> What is required
Below are records; transcribe only the line with "Exercise. Mark the short" and those after it, through the last line, without any change.

> Supplied data
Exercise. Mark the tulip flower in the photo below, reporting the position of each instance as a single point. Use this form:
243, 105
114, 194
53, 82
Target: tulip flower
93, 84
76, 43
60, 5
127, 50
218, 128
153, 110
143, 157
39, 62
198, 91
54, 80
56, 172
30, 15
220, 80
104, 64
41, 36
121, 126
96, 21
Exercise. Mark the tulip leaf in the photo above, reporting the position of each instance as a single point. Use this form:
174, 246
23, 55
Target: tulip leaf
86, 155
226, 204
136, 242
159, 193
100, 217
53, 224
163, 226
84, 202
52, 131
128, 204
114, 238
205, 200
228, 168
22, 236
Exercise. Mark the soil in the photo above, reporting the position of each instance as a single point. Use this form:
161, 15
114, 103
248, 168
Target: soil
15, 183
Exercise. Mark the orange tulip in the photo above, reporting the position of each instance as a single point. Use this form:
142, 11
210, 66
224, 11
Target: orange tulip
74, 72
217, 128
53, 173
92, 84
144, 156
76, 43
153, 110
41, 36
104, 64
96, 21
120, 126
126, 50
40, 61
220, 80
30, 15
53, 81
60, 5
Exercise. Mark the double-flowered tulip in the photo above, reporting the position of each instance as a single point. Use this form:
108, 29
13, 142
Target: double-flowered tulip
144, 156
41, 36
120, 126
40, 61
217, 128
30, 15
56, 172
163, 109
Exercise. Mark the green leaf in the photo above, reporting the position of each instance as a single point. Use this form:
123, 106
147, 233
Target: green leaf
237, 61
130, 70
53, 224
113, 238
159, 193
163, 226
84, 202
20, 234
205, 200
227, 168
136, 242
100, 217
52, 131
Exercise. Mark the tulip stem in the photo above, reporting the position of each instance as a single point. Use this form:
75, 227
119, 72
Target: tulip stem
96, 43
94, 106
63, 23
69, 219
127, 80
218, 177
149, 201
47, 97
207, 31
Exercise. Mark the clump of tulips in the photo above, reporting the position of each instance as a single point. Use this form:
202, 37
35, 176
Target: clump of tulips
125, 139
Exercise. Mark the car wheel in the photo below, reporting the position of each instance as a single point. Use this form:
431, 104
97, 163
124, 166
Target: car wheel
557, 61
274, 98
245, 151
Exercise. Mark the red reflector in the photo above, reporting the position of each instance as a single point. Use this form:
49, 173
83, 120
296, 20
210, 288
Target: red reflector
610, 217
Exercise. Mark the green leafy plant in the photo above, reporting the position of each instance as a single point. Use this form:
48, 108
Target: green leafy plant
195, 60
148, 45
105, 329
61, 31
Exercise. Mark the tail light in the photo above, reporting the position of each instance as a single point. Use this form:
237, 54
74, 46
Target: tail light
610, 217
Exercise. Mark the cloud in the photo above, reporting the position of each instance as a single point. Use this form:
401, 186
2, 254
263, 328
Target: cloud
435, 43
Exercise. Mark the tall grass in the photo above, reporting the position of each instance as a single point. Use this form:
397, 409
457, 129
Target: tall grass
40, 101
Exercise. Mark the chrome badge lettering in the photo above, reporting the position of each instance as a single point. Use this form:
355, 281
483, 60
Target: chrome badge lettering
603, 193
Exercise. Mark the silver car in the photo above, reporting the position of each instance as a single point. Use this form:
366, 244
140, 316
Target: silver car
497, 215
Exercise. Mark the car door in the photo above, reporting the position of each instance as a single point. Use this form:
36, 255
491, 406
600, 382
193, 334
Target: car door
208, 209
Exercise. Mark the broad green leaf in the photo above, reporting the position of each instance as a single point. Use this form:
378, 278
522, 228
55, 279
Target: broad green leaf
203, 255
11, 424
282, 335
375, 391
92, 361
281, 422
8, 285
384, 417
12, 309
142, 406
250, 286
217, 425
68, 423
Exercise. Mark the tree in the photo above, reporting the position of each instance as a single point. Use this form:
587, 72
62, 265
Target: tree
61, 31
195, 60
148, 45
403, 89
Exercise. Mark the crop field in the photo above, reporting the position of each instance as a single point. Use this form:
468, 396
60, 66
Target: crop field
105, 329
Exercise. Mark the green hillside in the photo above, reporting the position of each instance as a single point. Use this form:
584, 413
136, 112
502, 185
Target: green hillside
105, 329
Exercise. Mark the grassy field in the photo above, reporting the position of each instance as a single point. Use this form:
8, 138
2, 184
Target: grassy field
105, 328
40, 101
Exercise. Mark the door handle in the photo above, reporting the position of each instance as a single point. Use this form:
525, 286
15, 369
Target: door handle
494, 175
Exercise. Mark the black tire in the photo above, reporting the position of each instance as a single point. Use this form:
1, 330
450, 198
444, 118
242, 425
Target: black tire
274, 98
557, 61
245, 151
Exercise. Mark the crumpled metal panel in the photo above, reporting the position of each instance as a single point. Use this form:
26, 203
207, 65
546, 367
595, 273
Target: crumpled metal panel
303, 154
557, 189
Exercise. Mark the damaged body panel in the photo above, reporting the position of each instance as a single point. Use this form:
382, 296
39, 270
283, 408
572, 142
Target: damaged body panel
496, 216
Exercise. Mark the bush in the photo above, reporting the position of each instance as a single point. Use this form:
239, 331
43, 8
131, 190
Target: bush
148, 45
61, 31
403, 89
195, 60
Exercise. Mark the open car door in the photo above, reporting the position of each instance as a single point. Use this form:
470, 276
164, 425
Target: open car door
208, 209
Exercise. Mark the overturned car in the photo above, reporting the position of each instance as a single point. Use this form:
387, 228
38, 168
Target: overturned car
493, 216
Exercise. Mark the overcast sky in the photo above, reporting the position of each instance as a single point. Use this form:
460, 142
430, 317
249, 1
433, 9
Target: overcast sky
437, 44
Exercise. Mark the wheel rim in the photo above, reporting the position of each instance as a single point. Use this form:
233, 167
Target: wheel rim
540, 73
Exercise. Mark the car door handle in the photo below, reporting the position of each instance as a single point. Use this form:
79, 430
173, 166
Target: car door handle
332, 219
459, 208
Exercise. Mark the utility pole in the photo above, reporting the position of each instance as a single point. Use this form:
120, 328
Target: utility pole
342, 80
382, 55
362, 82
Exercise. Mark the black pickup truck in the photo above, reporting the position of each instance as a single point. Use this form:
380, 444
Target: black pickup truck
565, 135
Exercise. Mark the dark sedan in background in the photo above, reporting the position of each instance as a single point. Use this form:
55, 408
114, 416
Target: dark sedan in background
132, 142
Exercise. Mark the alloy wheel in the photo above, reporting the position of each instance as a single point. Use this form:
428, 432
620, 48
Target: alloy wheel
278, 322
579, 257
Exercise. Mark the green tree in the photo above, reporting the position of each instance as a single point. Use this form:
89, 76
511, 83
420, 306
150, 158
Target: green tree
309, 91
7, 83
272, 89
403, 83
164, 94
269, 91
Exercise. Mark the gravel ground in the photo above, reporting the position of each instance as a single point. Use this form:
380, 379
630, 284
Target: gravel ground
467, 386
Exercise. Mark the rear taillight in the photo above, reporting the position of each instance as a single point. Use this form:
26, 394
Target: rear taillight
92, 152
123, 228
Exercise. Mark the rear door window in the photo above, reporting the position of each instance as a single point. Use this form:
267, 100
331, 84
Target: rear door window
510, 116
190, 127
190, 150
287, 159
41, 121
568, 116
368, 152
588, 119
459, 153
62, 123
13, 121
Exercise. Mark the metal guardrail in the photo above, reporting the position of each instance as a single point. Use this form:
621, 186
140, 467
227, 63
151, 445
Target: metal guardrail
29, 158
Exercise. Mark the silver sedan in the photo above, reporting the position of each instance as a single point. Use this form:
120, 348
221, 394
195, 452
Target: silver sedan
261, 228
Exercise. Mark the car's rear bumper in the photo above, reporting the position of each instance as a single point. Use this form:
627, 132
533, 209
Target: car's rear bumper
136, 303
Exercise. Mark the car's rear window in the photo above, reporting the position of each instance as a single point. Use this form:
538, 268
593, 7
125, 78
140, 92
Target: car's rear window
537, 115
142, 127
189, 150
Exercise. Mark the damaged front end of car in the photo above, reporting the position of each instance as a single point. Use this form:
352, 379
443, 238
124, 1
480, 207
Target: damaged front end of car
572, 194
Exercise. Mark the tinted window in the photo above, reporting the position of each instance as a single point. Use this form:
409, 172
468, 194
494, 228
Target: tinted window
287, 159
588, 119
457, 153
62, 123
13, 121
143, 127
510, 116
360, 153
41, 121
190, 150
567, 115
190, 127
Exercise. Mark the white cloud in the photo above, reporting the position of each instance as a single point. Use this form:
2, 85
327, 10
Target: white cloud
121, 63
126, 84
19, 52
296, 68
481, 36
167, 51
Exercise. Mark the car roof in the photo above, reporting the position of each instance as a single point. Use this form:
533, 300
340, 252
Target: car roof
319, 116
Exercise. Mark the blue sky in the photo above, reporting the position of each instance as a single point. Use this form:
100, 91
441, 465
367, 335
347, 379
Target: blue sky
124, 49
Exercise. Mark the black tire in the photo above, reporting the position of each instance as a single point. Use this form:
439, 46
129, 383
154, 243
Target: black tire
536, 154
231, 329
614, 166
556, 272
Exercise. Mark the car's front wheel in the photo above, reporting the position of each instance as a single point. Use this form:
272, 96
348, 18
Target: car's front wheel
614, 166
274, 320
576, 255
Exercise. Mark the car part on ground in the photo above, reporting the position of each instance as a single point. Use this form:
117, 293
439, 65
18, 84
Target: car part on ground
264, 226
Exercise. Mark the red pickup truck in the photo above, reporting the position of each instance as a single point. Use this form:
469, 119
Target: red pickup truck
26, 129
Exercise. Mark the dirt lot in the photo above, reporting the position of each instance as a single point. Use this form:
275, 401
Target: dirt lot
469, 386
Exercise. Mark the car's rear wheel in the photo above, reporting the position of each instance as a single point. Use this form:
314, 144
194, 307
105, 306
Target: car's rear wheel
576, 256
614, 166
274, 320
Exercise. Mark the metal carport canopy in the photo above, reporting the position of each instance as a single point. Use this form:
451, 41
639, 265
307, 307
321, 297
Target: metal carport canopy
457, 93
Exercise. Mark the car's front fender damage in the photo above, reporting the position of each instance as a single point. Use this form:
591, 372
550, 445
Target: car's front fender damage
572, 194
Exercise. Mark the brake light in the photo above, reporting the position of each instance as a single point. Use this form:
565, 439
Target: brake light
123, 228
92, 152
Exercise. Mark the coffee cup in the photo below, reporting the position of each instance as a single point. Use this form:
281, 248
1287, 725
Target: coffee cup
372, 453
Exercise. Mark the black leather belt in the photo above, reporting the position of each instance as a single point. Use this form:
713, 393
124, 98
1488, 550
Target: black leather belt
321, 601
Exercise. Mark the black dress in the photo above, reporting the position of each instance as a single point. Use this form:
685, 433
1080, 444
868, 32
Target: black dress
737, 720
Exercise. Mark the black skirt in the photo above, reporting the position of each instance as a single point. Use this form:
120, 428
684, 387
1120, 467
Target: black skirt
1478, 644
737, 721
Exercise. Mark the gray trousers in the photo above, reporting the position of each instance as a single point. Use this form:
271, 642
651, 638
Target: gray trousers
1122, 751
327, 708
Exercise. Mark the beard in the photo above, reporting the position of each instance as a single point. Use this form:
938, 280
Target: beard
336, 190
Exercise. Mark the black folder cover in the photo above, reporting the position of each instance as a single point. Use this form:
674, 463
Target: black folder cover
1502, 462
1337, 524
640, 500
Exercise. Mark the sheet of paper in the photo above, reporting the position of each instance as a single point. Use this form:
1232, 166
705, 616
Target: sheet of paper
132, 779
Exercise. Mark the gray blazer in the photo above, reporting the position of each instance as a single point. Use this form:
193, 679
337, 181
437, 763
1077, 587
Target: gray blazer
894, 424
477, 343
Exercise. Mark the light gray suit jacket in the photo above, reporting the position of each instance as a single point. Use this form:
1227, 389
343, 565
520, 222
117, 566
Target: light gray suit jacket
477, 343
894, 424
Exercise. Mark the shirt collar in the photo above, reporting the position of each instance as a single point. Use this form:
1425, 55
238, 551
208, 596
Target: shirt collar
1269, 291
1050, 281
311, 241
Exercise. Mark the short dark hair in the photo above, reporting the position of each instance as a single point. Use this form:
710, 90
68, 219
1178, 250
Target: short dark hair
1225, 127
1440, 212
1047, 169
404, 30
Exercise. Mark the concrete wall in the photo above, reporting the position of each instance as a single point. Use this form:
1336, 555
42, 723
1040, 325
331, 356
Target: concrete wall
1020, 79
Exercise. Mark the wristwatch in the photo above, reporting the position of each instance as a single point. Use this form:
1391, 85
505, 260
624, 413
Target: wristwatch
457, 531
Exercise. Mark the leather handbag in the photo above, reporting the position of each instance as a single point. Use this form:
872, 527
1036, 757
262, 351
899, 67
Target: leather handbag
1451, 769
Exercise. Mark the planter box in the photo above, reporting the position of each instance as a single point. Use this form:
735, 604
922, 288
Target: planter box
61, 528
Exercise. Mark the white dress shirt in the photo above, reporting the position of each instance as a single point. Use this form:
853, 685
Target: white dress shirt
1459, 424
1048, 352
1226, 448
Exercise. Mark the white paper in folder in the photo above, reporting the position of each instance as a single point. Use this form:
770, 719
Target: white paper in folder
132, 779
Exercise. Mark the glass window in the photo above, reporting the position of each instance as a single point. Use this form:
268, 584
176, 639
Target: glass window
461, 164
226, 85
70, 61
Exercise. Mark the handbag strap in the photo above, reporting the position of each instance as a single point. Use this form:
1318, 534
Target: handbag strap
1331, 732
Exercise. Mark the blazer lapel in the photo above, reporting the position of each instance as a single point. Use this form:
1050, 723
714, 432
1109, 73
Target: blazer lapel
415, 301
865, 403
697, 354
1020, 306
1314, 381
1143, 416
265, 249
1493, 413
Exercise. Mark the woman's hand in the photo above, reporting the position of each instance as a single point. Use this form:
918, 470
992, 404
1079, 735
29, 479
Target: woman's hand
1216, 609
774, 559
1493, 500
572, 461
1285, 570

> Exercise output
Exercise. Mark the short dark hair in the photo above, reporting the position of each instance as a single point. Use this form:
710, 90
68, 219
1178, 250
Target: short dark hair
1225, 127
1440, 212
1047, 169
404, 30
Exercise. Mark the concrete wall in the photo above, reporting the position of each instance as a single point. Use this form:
1336, 555
42, 723
1040, 325
331, 356
Target: concrete wall
1020, 79
Exercise. Mark the wristwatch in the photo above, reporting the position of each instance as a single point. Use this form:
1391, 85
505, 260
624, 413
Target: wristwatch
457, 531
Exercise. Mark the leather handbag in the photo above, reporting the position of each instance as a single point. Use this form:
872, 527
1036, 757
262, 351
899, 67
Target: leather handbag
1451, 769
Exercise. Mark the planter box in the photo above, reporting the position of each instance as a single point. Use this form:
735, 604
922, 288
Target: planter box
61, 528
Exercise. Mark the white dress shirt in the photo above, reporting the position of each instance as a single point. Use this form:
853, 685
Target: white dress shirt
1459, 424
1048, 352
1226, 448
Exercise. Mark the white paper in folder in the photo above, reporting the position of each instance as a single point. Use this form:
770, 719
Target: white paper in folder
132, 779
Exercise. Mark the glass window in the photo above, reporting the position of each instance as a single point. Use this form:
268, 584
176, 639
Target: glass window
461, 164
226, 85
70, 61
Exercise. Mark the handbag strap in the photo above, reporting the position of each instance as a single point. Use this form:
1318, 534
Target: handbag strap
1331, 732
Exercise. Mark the blazer lapel in the photo above, reporting the position of each instance as a single point. Use this form:
1050, 723
714, 432
1109, 73
Target: blazer lapel
415, 301
865, 403
697, 354
1020, 306
1314, 381
1143, 416
265, 249
1493, 413
Exercise. Mark the woman's hand in the photo above, reporting the position of each instance as a single point. Use this form:
918, 470
992, 404
1079, 735
29, 479
Target: woman's hand
1216, 609
774, 559
1493, 500
572, 461
1285, 570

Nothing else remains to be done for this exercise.